Information supplied:
.....

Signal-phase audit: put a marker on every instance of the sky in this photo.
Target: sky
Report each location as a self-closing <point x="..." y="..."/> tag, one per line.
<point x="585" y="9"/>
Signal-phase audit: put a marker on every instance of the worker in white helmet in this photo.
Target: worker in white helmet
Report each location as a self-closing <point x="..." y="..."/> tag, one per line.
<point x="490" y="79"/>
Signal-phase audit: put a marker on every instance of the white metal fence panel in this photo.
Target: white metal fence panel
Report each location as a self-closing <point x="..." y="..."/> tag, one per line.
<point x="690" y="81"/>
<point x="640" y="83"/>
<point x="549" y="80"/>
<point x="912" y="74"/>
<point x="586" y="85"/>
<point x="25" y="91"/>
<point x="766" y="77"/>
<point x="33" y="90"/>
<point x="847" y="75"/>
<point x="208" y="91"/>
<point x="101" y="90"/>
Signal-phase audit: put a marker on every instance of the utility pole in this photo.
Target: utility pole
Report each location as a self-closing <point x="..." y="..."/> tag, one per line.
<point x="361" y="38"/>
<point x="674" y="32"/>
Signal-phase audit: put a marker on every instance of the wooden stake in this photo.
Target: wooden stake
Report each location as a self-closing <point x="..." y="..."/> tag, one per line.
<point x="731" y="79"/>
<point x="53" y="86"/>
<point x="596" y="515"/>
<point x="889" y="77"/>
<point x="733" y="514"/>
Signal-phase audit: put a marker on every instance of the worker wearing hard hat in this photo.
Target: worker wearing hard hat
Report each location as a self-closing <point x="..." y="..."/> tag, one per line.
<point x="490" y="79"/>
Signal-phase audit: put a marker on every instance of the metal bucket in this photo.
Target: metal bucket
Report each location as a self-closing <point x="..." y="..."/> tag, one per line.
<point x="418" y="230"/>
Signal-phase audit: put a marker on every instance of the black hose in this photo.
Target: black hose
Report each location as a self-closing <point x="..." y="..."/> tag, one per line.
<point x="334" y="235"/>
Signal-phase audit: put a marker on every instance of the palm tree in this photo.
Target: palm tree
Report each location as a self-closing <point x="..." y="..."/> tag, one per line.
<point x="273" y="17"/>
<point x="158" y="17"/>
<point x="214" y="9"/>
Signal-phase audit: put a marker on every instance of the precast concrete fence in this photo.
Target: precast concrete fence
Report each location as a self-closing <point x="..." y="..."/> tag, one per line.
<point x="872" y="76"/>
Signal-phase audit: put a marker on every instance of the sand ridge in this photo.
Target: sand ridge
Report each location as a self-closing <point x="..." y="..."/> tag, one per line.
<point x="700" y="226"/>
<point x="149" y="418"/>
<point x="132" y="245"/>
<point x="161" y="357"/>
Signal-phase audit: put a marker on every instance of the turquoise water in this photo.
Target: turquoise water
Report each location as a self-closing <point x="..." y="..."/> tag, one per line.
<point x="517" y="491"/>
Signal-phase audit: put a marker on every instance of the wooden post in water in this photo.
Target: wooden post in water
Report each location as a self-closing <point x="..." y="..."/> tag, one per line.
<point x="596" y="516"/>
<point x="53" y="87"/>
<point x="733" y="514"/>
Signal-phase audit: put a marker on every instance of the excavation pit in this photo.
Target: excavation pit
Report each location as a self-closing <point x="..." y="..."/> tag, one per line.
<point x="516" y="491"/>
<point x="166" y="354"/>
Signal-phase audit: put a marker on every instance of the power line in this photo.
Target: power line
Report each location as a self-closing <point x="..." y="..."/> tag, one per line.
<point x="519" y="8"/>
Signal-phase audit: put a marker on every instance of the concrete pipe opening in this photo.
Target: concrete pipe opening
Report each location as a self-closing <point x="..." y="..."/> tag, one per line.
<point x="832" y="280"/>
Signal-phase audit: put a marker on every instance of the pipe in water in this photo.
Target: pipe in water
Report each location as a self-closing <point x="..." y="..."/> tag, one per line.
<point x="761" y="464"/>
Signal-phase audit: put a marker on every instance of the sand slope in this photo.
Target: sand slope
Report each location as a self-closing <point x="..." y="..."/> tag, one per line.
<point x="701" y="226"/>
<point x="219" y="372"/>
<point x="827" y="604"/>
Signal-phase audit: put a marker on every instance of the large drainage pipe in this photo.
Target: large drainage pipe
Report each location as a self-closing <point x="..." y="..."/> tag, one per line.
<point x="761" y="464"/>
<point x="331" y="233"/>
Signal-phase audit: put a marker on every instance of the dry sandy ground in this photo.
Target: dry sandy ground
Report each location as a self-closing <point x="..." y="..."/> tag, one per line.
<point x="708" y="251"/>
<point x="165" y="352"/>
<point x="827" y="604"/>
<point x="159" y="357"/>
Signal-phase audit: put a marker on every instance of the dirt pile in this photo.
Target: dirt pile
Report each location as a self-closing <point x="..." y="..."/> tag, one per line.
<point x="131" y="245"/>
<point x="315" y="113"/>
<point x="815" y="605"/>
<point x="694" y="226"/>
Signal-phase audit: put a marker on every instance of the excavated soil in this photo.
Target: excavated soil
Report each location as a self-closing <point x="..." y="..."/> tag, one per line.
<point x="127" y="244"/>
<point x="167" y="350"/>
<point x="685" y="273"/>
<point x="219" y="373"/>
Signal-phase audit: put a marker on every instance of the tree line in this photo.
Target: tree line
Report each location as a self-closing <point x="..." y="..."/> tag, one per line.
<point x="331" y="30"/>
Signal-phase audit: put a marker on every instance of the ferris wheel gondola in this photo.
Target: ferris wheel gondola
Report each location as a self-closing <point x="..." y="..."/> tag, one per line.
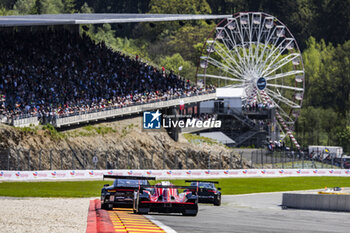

.....

Description of the task:
From the first line to the last, repeat the records above exactly, leaving out the pictures.

Response:
Signal-phase audit: put a marker on every instance of the sky in this photo.
Target: sky
Report each location as a self-closing <point x="..." y="..."/> tag, one per line.
<point x="585" y="9"/>
Signal-phase audit: put a marker on every instance of the worker in white helmet in this photo.
Target: worker in white helmet
Report each location as a self-closing <point x="..." y="..."/> tag, one per line.
<point x="490" y="79"/>
Signal-phase audit: put a marker on every instance of the white metal fence panel in this photo.
Target: white metal fence panel
Report each location as a self-closing <point x="..." y="..."/> tag, one per line.
<point x="690" y="81"/>
<point x="640" y="83"/>
<point x="549" y="80"/>
<point x="912" y="74"/>
<point x="586" y="85"/>
<point x="25" y="91"/>
<point x="766" y="77"/>
<point x="33" y="90"/>
<point x="847" y="75"/>
<point x="208" y="91"/>
<point x="101" y="90"/>
Signal-phase audit: put a marker on every instance of the utility pole in this photo.
Target: utility pole
Report each location as a self-closing <point x="..." y="..."/> tag, one per line.
<point x="361" y="38"/>
<point x="674" y="32"/>
Signal-phase audit: put a marker on every instance of the wooden stake in this photo.
Target: wooden stake
Report each location as a self-closing <point x="..." y="..."/> tag, one per line.
<point x="731" y="79"/>
<point x="53" y="86"/>
<point x="596" y="515"/>
<point x="889" y="77"/>
<point x="733" y="514"/>
Signal-phase audit: put a marker on every instance of the worker wearing hard hat in this photo.
Target: worker wearing hard hat
Report each location as a self-closing <point x="..." y="..."/> tag, one per line.
<point x="490" y="79"/>
Signal-phase audit: put a marker on every instance of the metal bucket in this photo.
Target: metal bucket
Report each location as a self-closing <point x="..." y="..."/> tag, one per line.
<point x="418" y="230"/>
Signal-phase audit: put a marker on every instance of the black hose in this photo.
Target: black hose
Report each location as a self-closing <point x="..." y="..."/> tag, one per line.
<point x="334" y="235"/>
Signal-phase audit: put a marker on every instance of the palm tree in this photo.
Target: palm tree
Report each location as a self-closing <point x="..." y="..."/> tag, one per line.
<point x="273" y="17"/>
<point x="158" y="17"/>
<point x="214" y="9"/>
Signal-phase audit: put a marker on every instance of the precast concrete fence in this photo.
Target: precast concrete fence
Report each location as a self-closing <point x="..." y="..."/> tag, one per line.
<point x="872" y="76"/>
Signal-phase audit: put a marker on every instance of the sand ridge in this photo.
Target: sand ridge
Report each location as a self-closing <point x="..." y="..."/> tag, one per line.
<point x="700" y="226"/>
<point x="149" y="418"/>
<point x="132" y="245"/>
<point x="161" y="357"/>
Signal-phase audit: put a marker on every instance of the turquoise water in this photo.
Target: turquoise water
Report each location as a self-closing <point x="..." y="..."/> tag, one per line.
<point x="517" y="491"/>
Signal-phase audit: put a marker on every instance of the wooden post in water in this photo.
Target: wooden post in water
Report each location as a self-closing <point x="..." y="..."/> tag, one per line.
<point x="596" y="516"/>
<point x="53" y="87"/>
<point x="733" y="514"/>
Signal-phase audit: put a marker on every instance of the excavation pit in this photo.
Target: excavation pit
Report each location as a self-closing <point x="..." y="..."/> tag, one per line.
<point x="516" y="491"/>
<point x="166" y="354"/>
Signal-phase audit: put a marker on every instance of the power line in this photo.
Target: power line
Report each location as a self-closing <point x="..." y="..."/> tag, one per line.
<point x="519" y="8"/>
Signal-phase audit: put a marker on every instance of the concrete pipe opening in this photo.
Target: concrete pipe opening
Report each location as a self-closing <point x="..." y="..."/> tag, one per line.
<point x="832" y="280"/>
Signal-phase audit: put a marker on every instance of the pipe in water in this photo.
Target: pipe in water
Report each location as a self-closing <point x="..." y="..."/> tag, one per line.
<point x="761" y="464"/>
Signal-phase audit: put a marker on every instance of the sand slope in this photo.
Target: sand slope
Report each location as a self-closing <point x="..." y="..."/> tag, one per line.
<point x="701" y="226"/>
<point x="219" y="372"/>
<point x="827" y="604"/>
Signal-phase audit: put a marker on every instance of the large drainage pipe in this photo.
Target: large drainage pipe
Report each location as a self-closing <point x="..." y="..."/> tag, one per line.
<point x="761" y="464"/>
<point x="331" y="233"/>
Signal-phase audit: put a marker on every instance of the dry sandy ground in this photo.
Target: dry sandy ground
Report each location as a self-closing <point x="..." y="..."/> tag, one per line.
<point x="708" y="251"/>
<point x="165" y="352"/>
<point x="827" y="604"/>
<point x="159" y="357"/>
Signal-phase audit: put a marker on every instance of the dirt pile in this photo.
Target: dirt pile
Report each location as a self-closing <point x="..." y="..."/> tag, one per line.
<point x="131" y="245"/>
<point x="315" y="113"/>
<point x="815" y="605"/>
<point x="694" y="226"/>
Signal-phase audit: put a marker on every instance of the excavated soil in this photo.
Target: excavated soil
Report each location as a self-closing <point x="..." y="..."/> tag, one per line.
<point x="127" y="244"/>
<point x="167" y="350"/>
<point x="685" y="273"/>
<point x="219" y="373"/>
Signal-phase audit: put a marker on every instance of the tree line in this photo.
Target: tree line
Report each location as a self-closing <point x="..." y="..."/> tag, one per line.
<point x="331" y="30"/>
Signal-phase audit: put a marker on every instance of the ferris wheel gondola in this photo.
Target: ferris wheel gondola
Report each location as a self-closing <point x="..." y="..."/> tag, one per line.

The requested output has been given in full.